> WORK REQUIRED: Shift every bounding box coordinate in the answers by -116, and write out all lines of the rows below again with the requests included. Leave the pictures out.

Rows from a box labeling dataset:

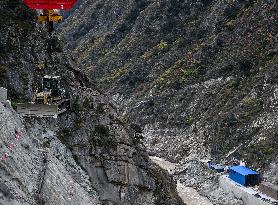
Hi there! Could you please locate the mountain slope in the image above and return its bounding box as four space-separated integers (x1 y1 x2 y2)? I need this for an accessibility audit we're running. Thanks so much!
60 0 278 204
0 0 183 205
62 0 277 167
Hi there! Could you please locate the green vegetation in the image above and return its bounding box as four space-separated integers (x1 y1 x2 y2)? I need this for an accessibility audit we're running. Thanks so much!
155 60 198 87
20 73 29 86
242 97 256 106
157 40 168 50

> SOLUTION:
Hi there! Could you please locate the mountain slope in the image above and return its bounding box as four space-separated integers (x1 y1 x2 y2)? I need this for an accessibility audit we're running. Thanks so much!
-56 -116 162 88
-116 -116 67 89
-54 -116 161 51
Hi there! Could you please locate the green vegetation in the image above and return its bounding box as four space-separated integers (x1 y1 x2 y2)? I need this for an accessibility audit we're running. Thanks so much!
39 -56 82 -29
-96 -43 -87 -30
126 -19 140 -10
41 -76 52 -66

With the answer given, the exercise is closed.